## CHALLENGE
Which lines below contain the word "pant"? List every one of them in full.

## RECORD EXTRACTS
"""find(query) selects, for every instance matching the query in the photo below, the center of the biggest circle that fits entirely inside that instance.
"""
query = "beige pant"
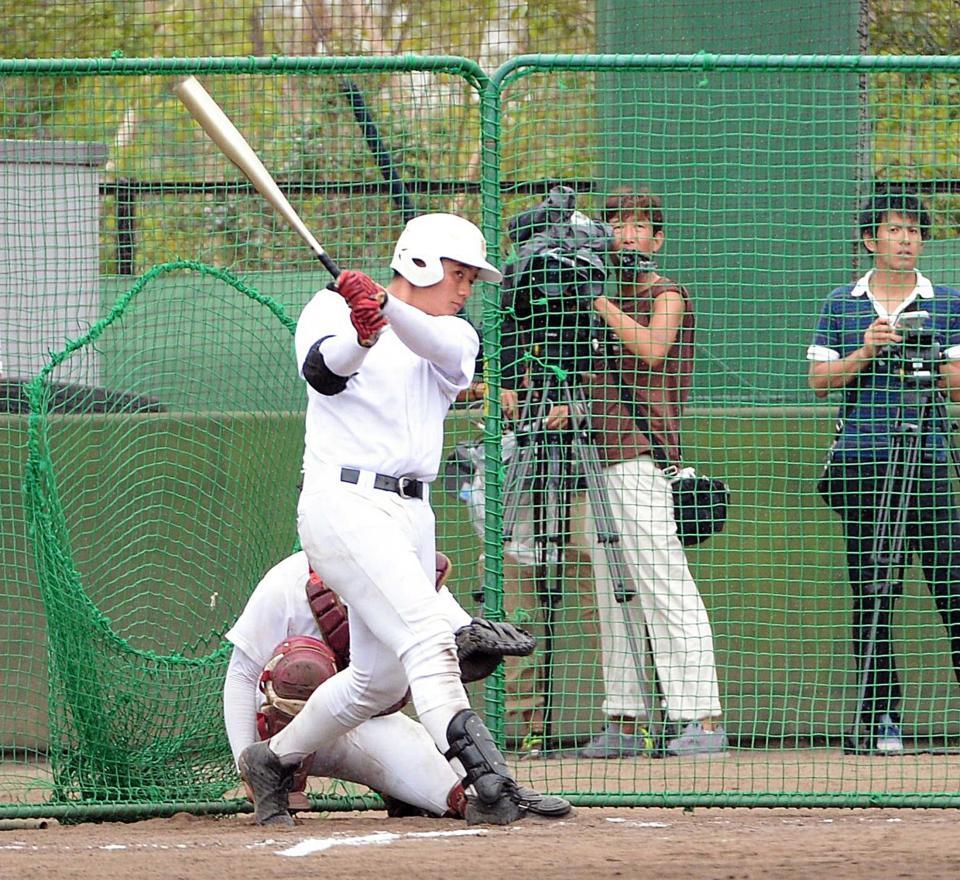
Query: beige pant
(668, 600)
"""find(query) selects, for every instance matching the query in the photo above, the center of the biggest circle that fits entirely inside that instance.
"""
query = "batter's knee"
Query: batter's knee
(366, 695)
(434, 654)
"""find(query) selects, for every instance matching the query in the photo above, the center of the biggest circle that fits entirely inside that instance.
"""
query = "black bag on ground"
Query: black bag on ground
(699, 507)
(700, 503)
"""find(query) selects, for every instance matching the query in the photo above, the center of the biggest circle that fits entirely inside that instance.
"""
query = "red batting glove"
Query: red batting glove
(355, 286)
(367, 321)
(364, 297)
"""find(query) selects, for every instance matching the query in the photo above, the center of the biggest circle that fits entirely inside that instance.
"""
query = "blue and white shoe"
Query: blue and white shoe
(888, 739)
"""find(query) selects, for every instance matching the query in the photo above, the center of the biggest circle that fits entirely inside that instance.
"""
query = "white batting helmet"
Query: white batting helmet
(428, 238)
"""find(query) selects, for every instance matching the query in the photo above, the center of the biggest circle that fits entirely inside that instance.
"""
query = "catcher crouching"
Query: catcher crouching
(305, 625)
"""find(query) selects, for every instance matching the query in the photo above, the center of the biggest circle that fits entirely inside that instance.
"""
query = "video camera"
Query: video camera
(919, 352)
(559, 268)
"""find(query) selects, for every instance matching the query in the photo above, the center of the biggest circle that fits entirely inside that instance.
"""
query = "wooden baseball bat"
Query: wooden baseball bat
(234, 146)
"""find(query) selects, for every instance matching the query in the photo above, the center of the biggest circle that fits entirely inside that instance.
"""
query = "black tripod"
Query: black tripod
(548, 465)
(922, 409)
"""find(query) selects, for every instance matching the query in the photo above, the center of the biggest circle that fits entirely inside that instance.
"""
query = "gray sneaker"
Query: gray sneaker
(694, 740)
(612, 742)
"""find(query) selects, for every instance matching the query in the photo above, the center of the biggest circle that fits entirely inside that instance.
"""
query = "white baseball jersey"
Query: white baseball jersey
(389, 418)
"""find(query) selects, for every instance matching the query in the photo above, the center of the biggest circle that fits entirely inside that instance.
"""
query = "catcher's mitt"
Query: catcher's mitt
(482, 645)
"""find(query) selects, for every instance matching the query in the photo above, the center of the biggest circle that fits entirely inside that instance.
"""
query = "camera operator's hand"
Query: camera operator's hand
(557, 417)
(509, 403)
(878, 336)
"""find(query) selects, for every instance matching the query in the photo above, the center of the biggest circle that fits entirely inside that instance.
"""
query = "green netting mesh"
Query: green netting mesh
(152, 520)
(160, 450)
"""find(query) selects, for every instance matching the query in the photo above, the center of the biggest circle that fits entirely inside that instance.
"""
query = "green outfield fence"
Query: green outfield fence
(153, 419)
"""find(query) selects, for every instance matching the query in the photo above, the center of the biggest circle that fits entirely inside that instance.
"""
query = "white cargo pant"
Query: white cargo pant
(668, 599)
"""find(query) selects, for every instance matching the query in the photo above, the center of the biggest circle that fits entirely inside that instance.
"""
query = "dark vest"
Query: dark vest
(659, 392)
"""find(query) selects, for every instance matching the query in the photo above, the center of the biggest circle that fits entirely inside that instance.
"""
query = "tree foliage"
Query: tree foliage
(303, 128)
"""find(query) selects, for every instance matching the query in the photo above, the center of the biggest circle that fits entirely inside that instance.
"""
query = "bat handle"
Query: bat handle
(328, 264)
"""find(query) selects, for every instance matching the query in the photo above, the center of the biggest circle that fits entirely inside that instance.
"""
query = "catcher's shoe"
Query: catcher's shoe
(494, 796)
(513, 803)
(269, 782)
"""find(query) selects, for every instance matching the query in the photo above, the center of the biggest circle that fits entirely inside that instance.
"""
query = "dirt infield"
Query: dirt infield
(735, 843)
(627, 843)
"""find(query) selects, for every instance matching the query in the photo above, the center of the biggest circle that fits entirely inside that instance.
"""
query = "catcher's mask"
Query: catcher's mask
(299, 666)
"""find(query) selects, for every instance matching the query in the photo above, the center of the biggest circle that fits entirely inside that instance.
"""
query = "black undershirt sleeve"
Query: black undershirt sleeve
(318, 375)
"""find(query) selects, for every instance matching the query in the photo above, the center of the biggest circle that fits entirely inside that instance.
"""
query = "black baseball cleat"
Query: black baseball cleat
(270, 782)
(512, 804)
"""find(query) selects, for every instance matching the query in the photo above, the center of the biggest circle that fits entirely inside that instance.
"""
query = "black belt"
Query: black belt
(406, 487)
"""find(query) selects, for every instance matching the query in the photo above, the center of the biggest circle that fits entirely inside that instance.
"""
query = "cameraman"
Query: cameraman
(647, 367)
(857, 348)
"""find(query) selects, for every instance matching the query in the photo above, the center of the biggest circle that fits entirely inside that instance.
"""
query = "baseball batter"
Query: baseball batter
(382, 369)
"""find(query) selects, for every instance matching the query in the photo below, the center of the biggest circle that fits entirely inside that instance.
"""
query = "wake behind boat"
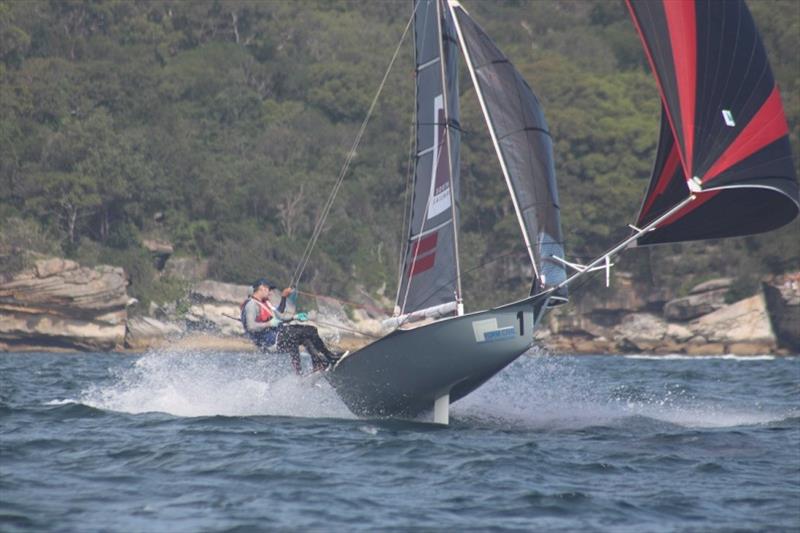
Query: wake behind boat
(723, 168)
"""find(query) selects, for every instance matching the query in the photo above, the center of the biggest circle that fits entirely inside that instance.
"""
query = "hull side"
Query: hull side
(403, 373)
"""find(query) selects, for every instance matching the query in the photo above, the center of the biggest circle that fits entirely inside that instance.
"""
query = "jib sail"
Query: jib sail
(724, 135)
(524, 147)
(430, 275)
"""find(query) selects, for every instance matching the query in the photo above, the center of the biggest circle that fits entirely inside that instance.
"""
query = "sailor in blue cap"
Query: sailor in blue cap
(269, 326)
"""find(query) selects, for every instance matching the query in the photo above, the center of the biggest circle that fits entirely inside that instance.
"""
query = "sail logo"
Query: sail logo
(488, 331)
(728, 117)
(439, 198)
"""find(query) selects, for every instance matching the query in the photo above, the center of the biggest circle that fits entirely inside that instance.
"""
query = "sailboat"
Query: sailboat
(723, 168)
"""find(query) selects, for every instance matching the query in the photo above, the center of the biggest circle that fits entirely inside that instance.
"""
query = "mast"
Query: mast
(468, 58)
(439, 19)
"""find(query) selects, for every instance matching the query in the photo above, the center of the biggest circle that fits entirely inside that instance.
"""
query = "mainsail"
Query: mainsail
(724, 135)
(430, 275)
(524, 147)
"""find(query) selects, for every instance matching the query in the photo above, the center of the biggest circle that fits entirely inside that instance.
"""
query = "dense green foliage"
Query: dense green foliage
(222, 126)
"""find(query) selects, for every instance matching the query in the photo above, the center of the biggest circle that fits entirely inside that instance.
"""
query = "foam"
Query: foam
(546, 392)
(214, 384)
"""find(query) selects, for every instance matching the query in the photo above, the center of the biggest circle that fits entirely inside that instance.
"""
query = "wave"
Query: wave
(214, 384)
(554, 393)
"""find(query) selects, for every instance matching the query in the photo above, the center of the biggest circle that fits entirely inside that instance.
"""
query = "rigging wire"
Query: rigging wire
(350, 156)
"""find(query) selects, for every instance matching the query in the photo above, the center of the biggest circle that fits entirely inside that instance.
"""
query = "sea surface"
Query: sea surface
(180, 441)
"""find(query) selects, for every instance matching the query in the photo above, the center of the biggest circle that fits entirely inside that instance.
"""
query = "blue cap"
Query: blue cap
(263, 281)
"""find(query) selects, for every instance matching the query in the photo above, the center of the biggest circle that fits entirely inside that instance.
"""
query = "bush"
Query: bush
(19, 237)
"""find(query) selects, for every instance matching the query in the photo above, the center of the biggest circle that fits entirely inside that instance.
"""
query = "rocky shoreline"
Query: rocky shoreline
(58, 305)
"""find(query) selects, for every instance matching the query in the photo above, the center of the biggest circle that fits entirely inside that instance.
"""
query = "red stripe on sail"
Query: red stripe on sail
(656, 75)
(421, 265)
(670, 165)
(683, 38)
(768, 125)
(424, 245)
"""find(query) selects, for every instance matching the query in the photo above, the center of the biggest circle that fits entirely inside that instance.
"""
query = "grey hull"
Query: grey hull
(402, 374)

## ANSWER TO THIS PROBLEM
query = "beige pant"
Query: beige pant
query = "white cargo pant"
Query: white cargo pant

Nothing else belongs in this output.